### YOUR OBJECTIVE
Collect every line of the records below that contains the string "ceiling", matching case exactly.

### DATA SECTION
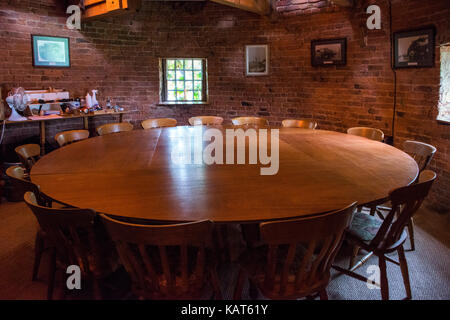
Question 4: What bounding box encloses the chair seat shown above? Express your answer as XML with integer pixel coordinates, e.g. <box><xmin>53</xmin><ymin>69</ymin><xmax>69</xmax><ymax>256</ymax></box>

<box><xmin>348</xmin><ymin>213</ymin><xmax>383</xmax><ymax>242</ymax></box>
<box><xmin>239</xmin><ymin>245</ymin><xmax>306</xmax><ymax>276</ymax></box>
<box><xmin>240</xmin><ymin>245</ymin><xmax>330</xmax><ymax>299</ymax></box>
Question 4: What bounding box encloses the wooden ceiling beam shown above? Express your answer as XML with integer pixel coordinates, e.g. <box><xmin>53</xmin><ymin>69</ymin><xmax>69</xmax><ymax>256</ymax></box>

<box><xmin>82</xmin><ymin>0</ymin><xmax>141</xmax><ymax>20</ymax></box>
<box><xmin>211</xmin><ymin>0</ymin><xmax>270</xmax><ymax>15</ymax></box>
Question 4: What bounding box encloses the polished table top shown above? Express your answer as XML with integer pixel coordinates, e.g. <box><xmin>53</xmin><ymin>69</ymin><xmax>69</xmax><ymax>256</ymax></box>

<box><xmin>31</xmin><ymin>127</ymin><xmax>418</xmax><ymax>222</ymax></box>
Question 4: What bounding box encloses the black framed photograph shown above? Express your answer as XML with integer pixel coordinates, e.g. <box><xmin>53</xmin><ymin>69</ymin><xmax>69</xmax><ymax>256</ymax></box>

<box><xmin>394</xmin><ymin>27</ymin><xmax>436</xmax><ymax>68</ymax></box>
<box><xmin>311</xmin><ymin>38</ymin><xmax>347</xmax><ymax>67</ymax></box>
<box><xmin>31</xmin><ymin>35</ymin><xmax>70</xmax><ymax>68</ymax></box>
<box><xmin>245</xmin><ymin>44</ymin><xmax>269</xmax><ymax>76</ymax></box>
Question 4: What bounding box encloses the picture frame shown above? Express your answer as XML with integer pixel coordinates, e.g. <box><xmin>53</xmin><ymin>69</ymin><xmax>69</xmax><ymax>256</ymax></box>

<box><xmin>245</xmin><ymin>44</ymin><xmax>270</xmax><ymax>76</ymax></box>
<box><xmin>31</xmin><ymin>35</ymin><xmax>70</xmax><ymax>68</ymax></box>
<box><xmin>311</xmin><ymin>38</ymin><xmax>347</xmax><ymax>67</ymax></box>
<box><xmin>393</xmin><ymin>26</ymin><xmax>436</xmax><ymax>69</ymax></box>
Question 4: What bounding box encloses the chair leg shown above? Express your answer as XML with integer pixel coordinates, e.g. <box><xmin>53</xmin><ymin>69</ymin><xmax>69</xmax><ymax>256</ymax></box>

<box><xmin>47</xmin><ymin>249</ymin><xmax>56</xmax><ymax>300</ymax></box>
<box><xmin>378</xmin><ymin>255</ymin><xmax>389</xmax><ymax>300</ymax></box>
<box><xmin>319</xmin><ymin>289</ymin><xmax>328</xmax><ymax>300</ymax></box>
<box><xmin>233</xmin><ymin>269</ymin><xmax>245</xmax><ymax>300</ymax></box>
<box><xmin>408</xmin><ymin>218</ymin><xmax>416</xmax><ymax>251</ymax></box>
<box><xmin>397</xmin><ymin>246</ymin><xmax>412</xmax><ymax>300</ymax></box>
<box><xmin>211</xmin><ymin>271</ymin><xmax>222</xmax><ymax>300</ymax></box>
<box><xmin>248</xmin><ymin>279</ymin><xmax>258</xmax><ymax>300</ymax></box>
<box><xmin>348</xmin><ymin>245</ymin><xmax>360</xmax><ymax>269</ymax></box>
<box><xmin>92</xmin><ymin>279</ymin><xmax>103</xmax><ymax>300</ymax></box>
<box><xmin>32</xmin><ymin>231</ymin><xmax>44</xmax><ymax>281</ymax></box>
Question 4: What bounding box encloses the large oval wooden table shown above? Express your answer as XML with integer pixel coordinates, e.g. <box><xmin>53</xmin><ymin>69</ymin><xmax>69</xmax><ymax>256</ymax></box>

<box><xmin>31</xmin><ymin>127</ymin><xmax>418</xmax><ymax>223</ymax></box>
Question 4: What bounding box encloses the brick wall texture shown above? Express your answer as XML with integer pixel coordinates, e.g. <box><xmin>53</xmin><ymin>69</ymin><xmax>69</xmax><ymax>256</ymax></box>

<box><xmin>0</xmin><ymin>0</ymin><xmax>450</xmax><ymax>212</ymax></box>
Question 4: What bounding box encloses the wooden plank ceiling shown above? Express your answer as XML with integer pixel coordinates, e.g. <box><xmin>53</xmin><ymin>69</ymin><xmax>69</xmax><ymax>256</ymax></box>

<box><xmin>81</xmin><ymin>0</ymin><xmax>270</xmax><ymax>20</ymax></box>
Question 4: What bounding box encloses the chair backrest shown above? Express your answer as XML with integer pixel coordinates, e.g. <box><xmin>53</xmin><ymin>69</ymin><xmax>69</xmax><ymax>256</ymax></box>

<box><xmin>55</xmin><ymin>130</ymin><xmax>89</xmax><ymax>147</ymax></box>
<box><xmin>258</xmin><ymin>202</ymin><xmax>356</xmax><ymax>299</ymax></box>
<box><xmin>100</xmin><ymin>214</ymin><xmax>213</xmax><ymax>299</ymax></box>
<box><xmin>6</xmin><ymin>166</ymin><xmax>46</xmax><ymax>206</ymax></box>
<box><xmin>96</xmin><ymin>122</ymin><xmax>133</xmax><ymax>136</ymax></box>
<box><xmin>281</xmin><ymin>119</ymin><xmax>317</xmax><ymax>130</ymax></box>
<box><xmin>370</xmin><ymin>170</ymin><xmax>436</xmax><ymax>249</ymax></box>
<box><xmin>24</xmin><ymin>192</ymin><xmax>109</xmax><ymax>275</ymax></box>
<box><xmin>189</xmin><ymin>116</ymin><xmax>223</xmax><ymax>126</ymax></box>
<box><xmin>347</xmin><ymin>127</ymin><xmax>384</xmax><ymax>142</ymax></box>
<box><xmin>141</xmin><ymin>118</ymin><xmax>177</xmax><ymax>129</ymax></box>
<box><xmin>231</xmin><ymin>117</ymin><xmax>269</xmax><ymax>127</ymax></box>
<box><xmin>403</xmin><ymin>140</ymin><xmax>436</xmax><ymax>172</ymax></box>
<box><xmin>14</xmin><ymin>144</ymin><xmax>41</xmax><ymax>171</ymax></box>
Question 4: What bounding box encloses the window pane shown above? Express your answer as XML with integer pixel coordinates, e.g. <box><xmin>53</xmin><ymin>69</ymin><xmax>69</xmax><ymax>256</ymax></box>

<box><xmin>164</xmin><ymin>59</ymin><xmax>206</xmax><ymax>101</ymax></box>
<box><xmin>194</xmin><ymin>71</ymin><xmax>203</xmax><ymax>80</ymax></box>
<box><xmin>194</xmin><ymin>81</ymin><xmax>202</xmax><ymax>90</ymax></box>
<box><xmin>167</xmin><ymin>71</ymin><xmax>175</xmax><ymax>80</ymax></box>
<box><xmin>177</xmin><ymin>71</ymin><xmax>184</xmax><ymax>80</ymax></box>
<box><xmin>167</xmin><ymin>60</ymin><xmax>175</xmax><ymax>70</ymax></box>
<box><xmin>177</xmin><ymin>81</ymin><xmax>184</xmax><ymax>90</ymax></box>
<box><xmin>194</xmin><ymin>60</ymin><xmax>203</xmax><ymax>70</ymax></box>
<box><xmin>167</xmin><ymin>91</ymin><xmax>176</xmax><ymax>101</ymax></box>
<box><xmin>167</xmin><ymin>81</ymin><xmax>175</xmax><ymax>90</ymax></box>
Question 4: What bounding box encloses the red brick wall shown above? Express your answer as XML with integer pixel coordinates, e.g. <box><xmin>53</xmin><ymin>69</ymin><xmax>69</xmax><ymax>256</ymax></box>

<box><xmin>0</xmin><ymin>0</ymin><xmax>450</xmax><ymax>211</ymax></box>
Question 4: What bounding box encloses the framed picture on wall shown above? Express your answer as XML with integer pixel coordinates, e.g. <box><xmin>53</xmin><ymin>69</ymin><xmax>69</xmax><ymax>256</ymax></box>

<box><xmin>311</xmin><ymin>38</ymin><xmax>347</xmax><ymax>67</ymax></box>
<box><xmin>31</xmin><ymin>35</ymin><xmax>70</xmax><ymax>68</ymax></box>
<box><xmin>394</xmin><ymin>27</ymin><xmax>435</xmax><ymax>68</ymax></box>
<box><xmin>245</xmin><ymin>45</ymin><xmax>269</xmax><ymax>76</ymax></box>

### TASK RESULT
Question 4: What bounding box encloses the wooden ceiling beam shown above? Express your answer as XML with integer pixel coordinates, e.g. <box><xmin>53</xmin><ymin>69</ymin><xmax>69</xmax><ymax>256</ymax></box>
Question 4: What bounding box encloses the wooden plank ceiling shown above? Express your answer as XML with integer pixel coordinates, e.g. <box><xmin>53</xmin><ymin>69</ymin><xmax>69</xmax><ymax>256</ymax></box>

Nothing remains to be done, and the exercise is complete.